Collection entries ->
## START

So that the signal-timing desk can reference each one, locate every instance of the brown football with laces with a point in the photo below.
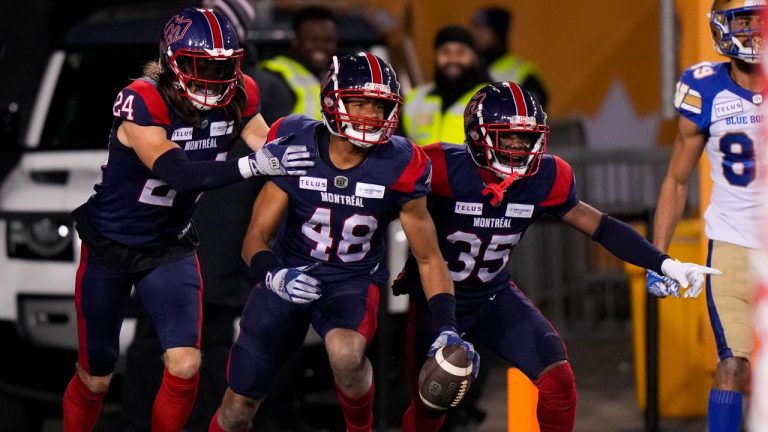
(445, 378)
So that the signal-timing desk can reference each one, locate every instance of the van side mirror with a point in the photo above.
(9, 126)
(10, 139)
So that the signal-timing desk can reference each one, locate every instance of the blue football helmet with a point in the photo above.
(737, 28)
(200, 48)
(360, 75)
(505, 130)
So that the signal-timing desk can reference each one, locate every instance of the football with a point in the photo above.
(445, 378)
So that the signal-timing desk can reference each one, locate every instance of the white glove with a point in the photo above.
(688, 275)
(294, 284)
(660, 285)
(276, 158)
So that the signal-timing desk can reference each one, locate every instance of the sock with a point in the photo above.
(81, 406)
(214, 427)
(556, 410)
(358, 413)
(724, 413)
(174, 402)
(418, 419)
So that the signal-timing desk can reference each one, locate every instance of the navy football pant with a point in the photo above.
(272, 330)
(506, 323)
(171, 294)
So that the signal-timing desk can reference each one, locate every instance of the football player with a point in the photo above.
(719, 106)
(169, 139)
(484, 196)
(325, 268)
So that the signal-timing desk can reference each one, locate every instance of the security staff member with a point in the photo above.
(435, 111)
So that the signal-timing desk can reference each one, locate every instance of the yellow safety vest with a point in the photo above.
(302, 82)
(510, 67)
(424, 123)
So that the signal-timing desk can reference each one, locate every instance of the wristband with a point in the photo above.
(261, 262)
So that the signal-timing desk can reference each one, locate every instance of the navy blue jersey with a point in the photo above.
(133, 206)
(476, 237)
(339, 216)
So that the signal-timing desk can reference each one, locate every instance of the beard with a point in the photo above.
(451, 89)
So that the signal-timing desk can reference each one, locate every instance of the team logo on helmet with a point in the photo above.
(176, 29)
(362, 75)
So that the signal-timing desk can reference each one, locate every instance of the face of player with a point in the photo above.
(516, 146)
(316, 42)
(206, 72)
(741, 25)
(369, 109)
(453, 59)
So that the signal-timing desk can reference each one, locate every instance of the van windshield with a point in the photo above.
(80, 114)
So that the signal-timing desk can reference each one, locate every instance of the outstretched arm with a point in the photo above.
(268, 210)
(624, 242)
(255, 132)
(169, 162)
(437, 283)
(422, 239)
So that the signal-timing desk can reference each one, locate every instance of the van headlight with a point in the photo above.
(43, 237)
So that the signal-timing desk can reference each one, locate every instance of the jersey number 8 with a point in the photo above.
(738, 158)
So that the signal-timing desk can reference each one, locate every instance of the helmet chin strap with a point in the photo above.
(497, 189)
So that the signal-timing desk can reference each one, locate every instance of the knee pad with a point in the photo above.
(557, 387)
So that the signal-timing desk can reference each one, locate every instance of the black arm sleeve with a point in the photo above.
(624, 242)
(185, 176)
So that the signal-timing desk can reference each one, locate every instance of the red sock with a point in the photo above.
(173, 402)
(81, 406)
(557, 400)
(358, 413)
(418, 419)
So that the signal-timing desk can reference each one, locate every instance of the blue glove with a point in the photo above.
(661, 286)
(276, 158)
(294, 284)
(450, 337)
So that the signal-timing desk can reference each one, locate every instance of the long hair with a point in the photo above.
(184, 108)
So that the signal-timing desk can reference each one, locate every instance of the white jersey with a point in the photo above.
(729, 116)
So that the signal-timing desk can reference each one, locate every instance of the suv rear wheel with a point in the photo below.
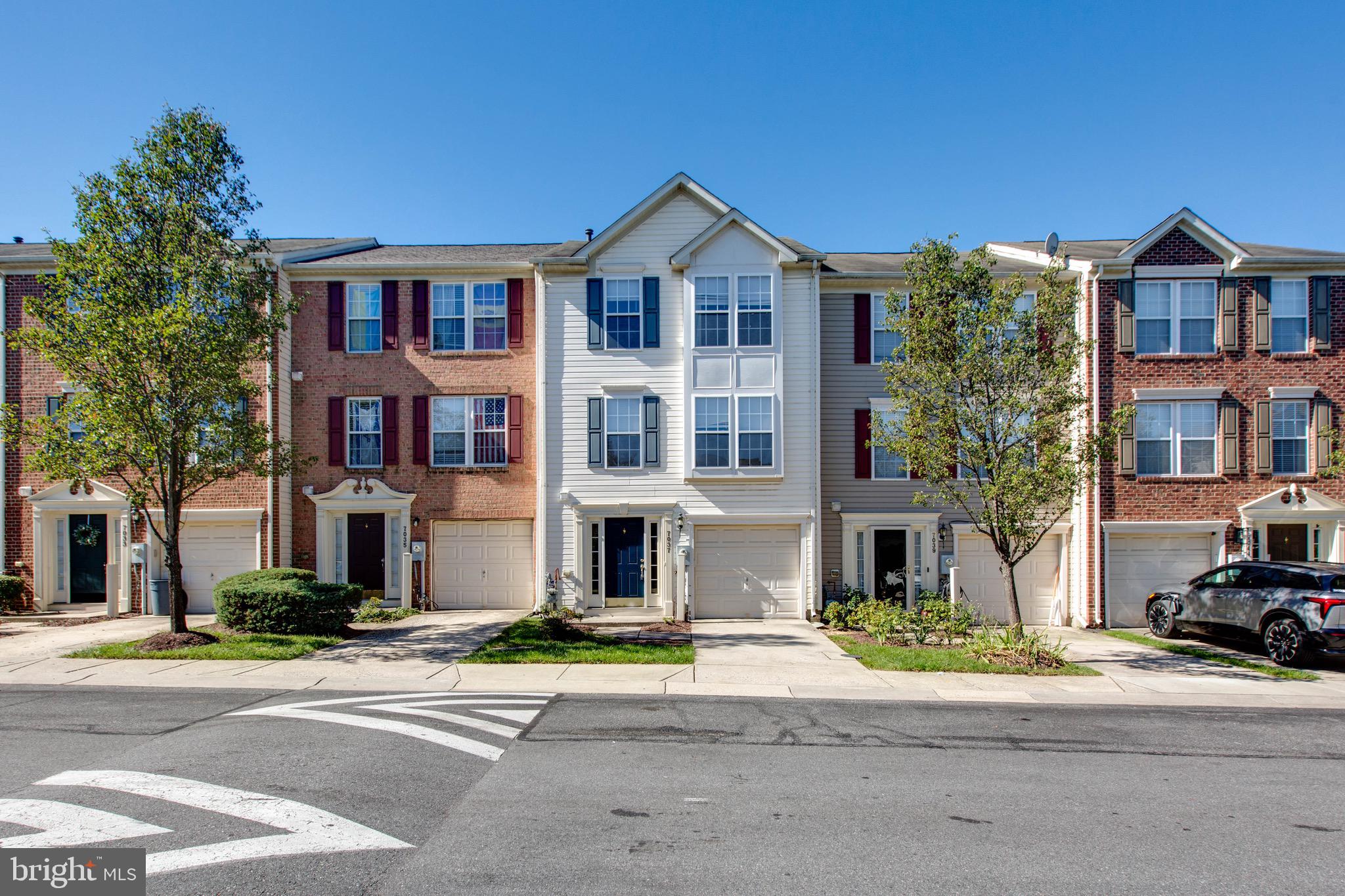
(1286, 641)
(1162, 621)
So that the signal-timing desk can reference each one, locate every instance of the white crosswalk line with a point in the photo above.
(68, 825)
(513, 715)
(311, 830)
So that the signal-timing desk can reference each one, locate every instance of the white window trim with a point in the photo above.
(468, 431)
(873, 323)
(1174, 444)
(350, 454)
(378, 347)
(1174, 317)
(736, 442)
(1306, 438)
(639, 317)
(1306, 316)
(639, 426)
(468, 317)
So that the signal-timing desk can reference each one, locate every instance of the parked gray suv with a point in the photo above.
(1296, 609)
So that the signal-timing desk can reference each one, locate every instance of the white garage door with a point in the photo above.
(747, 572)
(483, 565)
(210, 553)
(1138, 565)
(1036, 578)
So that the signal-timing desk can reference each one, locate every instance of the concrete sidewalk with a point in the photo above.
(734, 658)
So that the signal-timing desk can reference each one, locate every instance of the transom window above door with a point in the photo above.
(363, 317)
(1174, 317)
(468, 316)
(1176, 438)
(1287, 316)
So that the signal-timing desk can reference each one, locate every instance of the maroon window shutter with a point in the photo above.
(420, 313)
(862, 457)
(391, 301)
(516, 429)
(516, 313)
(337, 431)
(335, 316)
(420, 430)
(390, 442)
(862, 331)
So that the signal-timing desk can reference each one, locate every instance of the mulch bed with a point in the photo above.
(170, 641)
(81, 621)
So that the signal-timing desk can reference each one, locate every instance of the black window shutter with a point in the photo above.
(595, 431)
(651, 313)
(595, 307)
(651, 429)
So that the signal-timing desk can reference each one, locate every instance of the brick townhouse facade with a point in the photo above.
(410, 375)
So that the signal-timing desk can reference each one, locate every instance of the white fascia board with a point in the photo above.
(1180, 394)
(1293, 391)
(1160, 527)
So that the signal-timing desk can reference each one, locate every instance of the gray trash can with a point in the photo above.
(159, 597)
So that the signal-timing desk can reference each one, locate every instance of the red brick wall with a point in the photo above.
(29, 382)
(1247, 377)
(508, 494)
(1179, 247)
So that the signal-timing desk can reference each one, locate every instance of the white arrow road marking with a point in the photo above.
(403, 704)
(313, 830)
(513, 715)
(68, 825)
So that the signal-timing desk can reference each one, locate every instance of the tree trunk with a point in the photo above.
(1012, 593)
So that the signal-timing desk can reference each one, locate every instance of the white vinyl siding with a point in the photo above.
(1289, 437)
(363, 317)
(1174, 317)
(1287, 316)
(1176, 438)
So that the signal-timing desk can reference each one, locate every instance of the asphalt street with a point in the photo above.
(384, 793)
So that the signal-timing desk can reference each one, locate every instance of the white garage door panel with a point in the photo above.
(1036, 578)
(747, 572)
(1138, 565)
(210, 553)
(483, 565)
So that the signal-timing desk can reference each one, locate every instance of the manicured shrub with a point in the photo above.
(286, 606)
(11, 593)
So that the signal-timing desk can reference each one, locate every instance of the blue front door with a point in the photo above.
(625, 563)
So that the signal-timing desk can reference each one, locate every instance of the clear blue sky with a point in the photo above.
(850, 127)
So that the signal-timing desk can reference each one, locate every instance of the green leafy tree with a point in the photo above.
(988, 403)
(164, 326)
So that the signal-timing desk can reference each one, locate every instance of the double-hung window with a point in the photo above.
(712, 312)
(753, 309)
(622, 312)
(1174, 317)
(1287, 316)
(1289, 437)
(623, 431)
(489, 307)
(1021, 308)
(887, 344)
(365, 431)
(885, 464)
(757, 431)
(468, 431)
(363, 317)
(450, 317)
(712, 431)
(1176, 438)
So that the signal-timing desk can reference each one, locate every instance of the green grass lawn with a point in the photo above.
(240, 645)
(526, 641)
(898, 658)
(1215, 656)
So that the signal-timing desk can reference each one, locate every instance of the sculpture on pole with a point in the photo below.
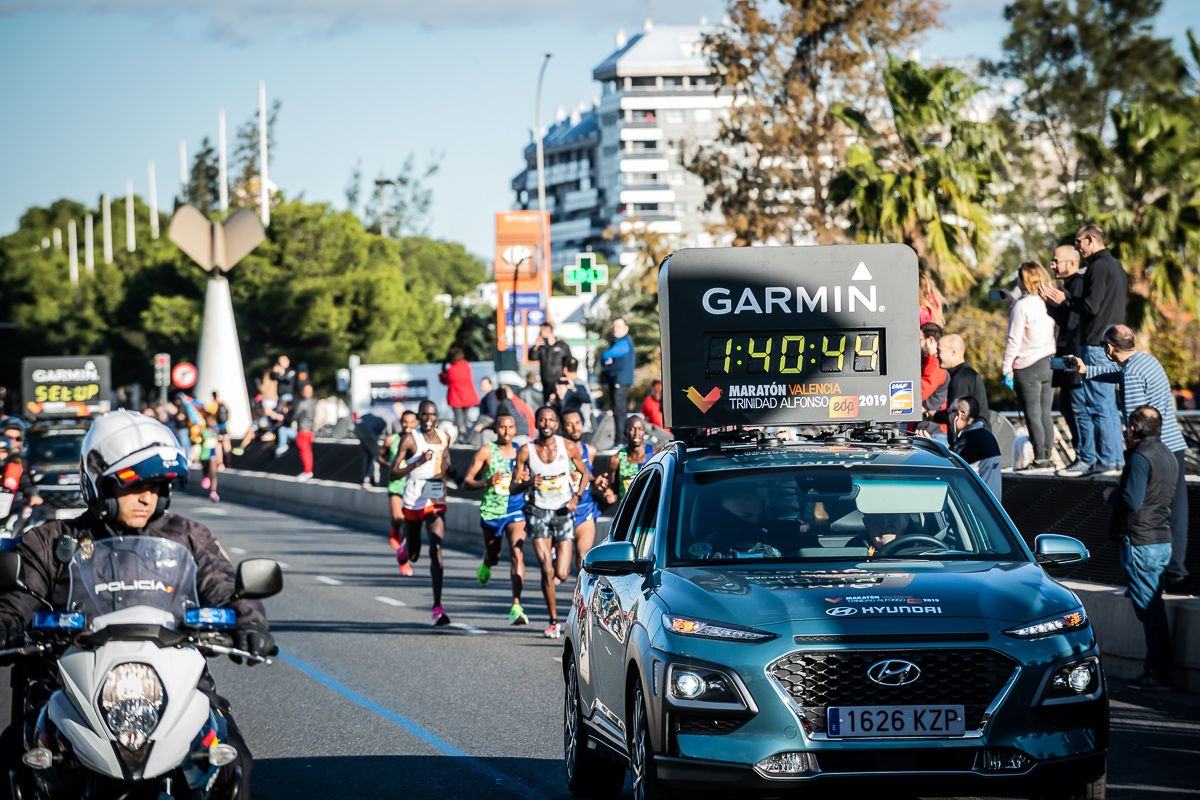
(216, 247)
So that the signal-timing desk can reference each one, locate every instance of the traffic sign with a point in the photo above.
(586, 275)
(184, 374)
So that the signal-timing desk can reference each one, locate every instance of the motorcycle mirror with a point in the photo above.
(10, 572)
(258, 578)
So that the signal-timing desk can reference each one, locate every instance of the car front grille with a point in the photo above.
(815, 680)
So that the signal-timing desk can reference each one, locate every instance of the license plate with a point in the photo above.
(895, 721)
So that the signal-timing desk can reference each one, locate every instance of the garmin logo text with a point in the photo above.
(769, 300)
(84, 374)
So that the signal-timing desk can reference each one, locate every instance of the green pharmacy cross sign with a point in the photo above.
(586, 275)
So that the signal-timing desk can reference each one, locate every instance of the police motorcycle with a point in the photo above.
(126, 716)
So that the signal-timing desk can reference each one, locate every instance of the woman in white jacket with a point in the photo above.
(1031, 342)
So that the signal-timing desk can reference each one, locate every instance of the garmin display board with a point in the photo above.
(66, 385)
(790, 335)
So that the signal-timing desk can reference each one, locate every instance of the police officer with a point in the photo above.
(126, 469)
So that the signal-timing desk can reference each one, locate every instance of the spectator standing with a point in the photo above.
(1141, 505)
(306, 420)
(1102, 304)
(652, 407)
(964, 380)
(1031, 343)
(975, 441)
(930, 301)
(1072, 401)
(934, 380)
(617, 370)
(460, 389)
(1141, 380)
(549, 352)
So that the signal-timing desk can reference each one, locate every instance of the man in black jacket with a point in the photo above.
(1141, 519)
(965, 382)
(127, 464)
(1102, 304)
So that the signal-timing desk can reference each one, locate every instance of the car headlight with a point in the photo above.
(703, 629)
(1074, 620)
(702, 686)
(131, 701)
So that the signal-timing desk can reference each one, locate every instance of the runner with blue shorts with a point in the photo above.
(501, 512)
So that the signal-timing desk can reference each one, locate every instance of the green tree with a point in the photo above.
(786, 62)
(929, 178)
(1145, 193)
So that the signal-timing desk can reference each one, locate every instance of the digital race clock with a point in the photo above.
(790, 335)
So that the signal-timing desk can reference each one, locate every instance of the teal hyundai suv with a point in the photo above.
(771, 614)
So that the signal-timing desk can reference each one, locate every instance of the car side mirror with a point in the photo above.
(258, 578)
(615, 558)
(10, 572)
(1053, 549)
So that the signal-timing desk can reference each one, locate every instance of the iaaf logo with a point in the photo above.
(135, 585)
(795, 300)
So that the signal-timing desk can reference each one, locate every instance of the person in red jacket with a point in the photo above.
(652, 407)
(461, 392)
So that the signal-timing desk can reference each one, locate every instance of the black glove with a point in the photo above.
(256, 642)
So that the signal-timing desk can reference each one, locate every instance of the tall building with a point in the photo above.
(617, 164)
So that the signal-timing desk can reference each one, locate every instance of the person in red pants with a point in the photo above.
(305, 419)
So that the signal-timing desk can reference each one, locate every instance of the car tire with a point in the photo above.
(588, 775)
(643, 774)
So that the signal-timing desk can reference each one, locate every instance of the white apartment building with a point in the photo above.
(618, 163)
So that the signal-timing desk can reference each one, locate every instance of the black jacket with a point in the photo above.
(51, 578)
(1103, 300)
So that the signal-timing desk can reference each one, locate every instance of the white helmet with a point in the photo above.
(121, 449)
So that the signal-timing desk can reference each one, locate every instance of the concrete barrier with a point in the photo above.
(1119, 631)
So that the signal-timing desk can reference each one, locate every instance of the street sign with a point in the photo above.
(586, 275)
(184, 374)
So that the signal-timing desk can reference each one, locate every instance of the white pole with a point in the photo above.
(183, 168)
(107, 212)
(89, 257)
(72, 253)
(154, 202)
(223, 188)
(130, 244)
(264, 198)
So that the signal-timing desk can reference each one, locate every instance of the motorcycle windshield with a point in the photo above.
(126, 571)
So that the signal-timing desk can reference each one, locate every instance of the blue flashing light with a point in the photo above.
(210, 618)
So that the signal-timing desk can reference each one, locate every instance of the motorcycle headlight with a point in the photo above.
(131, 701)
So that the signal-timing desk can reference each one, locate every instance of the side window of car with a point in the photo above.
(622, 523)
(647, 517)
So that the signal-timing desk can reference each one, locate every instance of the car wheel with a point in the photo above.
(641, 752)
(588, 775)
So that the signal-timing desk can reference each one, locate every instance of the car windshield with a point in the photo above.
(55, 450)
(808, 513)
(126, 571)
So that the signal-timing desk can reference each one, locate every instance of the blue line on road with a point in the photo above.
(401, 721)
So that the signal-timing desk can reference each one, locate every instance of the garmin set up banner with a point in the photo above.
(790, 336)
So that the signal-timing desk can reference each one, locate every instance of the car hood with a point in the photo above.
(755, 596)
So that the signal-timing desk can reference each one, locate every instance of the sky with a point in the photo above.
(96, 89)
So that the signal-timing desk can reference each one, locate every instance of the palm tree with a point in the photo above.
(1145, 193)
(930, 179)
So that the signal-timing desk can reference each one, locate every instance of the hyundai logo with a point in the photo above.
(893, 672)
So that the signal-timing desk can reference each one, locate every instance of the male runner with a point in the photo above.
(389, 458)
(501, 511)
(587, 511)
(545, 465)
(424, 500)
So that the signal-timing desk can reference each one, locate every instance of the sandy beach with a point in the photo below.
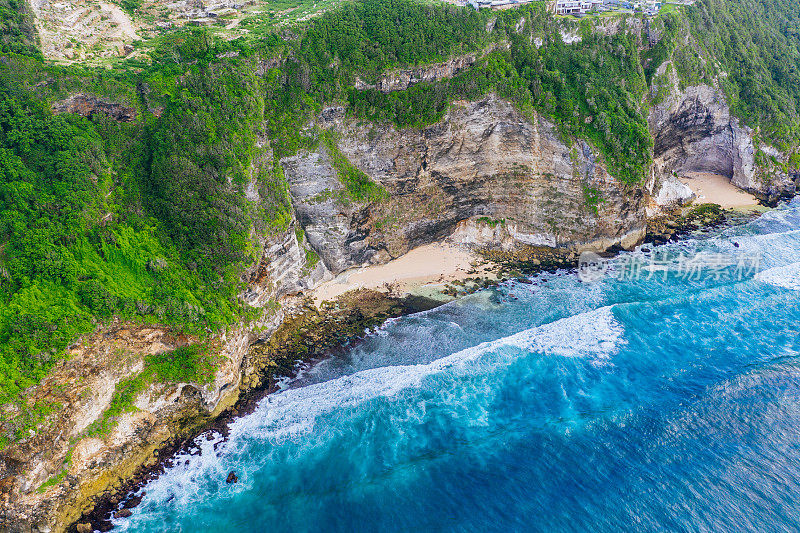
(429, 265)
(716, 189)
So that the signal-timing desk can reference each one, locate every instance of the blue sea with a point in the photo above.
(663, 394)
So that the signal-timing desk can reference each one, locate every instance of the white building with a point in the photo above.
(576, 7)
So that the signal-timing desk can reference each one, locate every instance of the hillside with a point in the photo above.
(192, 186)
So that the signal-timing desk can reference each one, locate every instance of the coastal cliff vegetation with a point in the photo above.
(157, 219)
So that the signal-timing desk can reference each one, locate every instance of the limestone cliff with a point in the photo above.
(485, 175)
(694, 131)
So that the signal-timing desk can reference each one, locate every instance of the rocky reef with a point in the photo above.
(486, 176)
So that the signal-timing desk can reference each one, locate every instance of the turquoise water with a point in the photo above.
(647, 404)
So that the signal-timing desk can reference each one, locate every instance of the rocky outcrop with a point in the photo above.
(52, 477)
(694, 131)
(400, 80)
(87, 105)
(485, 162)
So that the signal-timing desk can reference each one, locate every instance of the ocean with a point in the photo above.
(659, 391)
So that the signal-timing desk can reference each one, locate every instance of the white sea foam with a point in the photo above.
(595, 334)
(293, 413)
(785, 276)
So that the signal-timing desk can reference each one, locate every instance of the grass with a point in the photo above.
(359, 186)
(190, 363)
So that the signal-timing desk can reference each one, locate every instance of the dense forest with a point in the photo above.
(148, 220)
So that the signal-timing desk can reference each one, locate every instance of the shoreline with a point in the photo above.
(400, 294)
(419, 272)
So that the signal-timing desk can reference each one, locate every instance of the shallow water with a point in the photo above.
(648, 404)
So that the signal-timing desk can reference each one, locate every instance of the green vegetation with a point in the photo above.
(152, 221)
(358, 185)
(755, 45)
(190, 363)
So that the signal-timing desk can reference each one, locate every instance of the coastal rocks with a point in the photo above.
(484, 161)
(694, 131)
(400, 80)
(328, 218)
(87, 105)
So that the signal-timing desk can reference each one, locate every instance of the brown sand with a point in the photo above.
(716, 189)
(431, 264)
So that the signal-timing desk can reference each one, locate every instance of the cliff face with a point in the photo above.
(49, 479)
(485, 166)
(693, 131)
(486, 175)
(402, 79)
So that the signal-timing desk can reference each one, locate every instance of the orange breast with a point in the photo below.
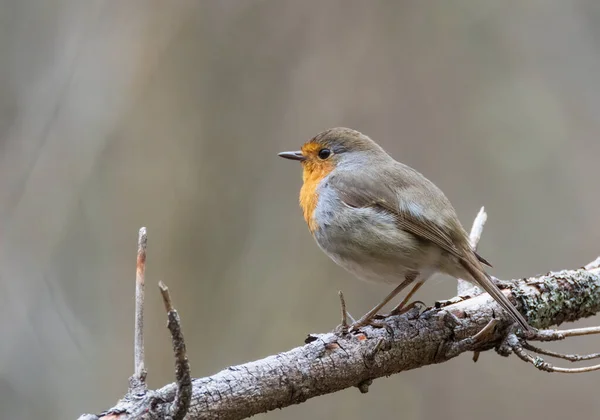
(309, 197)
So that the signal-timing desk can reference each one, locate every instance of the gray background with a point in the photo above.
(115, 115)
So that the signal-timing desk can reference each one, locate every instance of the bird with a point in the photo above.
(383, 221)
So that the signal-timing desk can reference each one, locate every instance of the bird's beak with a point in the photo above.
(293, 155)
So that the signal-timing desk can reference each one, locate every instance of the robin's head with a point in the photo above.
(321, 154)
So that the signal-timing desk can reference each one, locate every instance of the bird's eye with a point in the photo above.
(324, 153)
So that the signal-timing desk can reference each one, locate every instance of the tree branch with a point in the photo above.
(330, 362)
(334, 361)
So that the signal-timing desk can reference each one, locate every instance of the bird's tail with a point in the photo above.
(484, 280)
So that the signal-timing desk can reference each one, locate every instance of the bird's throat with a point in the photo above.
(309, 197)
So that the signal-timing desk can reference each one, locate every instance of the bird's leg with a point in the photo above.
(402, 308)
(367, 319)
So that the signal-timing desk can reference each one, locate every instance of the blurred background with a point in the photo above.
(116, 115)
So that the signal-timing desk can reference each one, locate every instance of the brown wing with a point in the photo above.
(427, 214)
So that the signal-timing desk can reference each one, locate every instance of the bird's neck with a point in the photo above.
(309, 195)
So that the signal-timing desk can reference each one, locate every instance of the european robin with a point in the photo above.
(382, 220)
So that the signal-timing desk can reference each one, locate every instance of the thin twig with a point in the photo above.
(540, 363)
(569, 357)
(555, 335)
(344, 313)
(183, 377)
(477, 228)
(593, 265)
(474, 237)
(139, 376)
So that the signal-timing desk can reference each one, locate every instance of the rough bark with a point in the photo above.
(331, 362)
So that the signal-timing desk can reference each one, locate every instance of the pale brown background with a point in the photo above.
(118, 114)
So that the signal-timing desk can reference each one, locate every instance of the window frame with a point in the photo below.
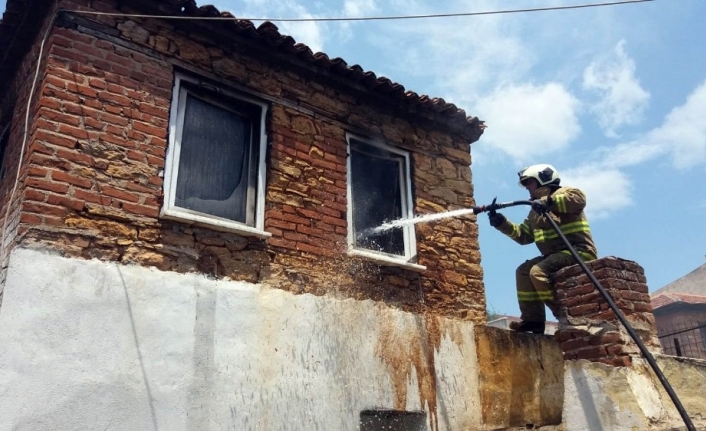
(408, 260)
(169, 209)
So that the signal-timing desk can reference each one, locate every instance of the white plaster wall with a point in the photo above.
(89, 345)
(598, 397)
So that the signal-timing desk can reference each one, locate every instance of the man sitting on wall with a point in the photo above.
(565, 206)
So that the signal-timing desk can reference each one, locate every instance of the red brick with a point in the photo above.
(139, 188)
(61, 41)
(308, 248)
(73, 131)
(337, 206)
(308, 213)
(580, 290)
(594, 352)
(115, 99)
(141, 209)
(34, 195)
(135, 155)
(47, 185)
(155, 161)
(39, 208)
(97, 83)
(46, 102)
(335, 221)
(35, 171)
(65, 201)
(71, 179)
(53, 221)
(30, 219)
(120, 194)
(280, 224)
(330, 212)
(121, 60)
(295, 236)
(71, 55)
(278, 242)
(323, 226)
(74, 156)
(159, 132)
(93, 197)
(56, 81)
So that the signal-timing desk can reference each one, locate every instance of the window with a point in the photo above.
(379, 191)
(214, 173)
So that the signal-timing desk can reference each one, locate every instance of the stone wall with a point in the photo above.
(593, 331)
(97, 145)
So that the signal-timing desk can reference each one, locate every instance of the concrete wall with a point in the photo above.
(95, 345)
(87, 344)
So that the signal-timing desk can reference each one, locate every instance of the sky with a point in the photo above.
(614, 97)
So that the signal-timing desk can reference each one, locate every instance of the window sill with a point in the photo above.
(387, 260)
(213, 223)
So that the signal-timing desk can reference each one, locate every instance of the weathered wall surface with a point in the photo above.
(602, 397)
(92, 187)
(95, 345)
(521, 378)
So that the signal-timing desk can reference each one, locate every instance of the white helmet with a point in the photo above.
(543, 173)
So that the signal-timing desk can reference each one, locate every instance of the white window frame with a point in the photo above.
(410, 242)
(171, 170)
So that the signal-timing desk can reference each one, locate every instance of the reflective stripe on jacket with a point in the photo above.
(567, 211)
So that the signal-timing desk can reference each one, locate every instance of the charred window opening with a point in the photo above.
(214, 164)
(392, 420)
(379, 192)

## END

YOUR INSTRUCTIONS ->
Reproduce the material line for line, starting at the line with "the green tree" and ending with, and including, the line with "(1053, 549)".

OUTPUT OF THE TASK ->
So that the signal-timing desk can reference each one, locate every instance of the green tree with a point in the photo above.
(786, 62)
(929, 178)
(1145, 193)
So that the signal-timing desk can reference each one, locate every instance of the digital race clock with a point in the photo above.
(790, 335)
So that the signal-timing desk can reference each one, locate every instance of the teal hyundai suv with a point in the photo above.
(771, 614)
So that the signal-timing desk can reference each one, locate every instance of the car side mirror with a point in the photo above.
(258, 578)
(615, 558)
(10, 572)
(1053, 549)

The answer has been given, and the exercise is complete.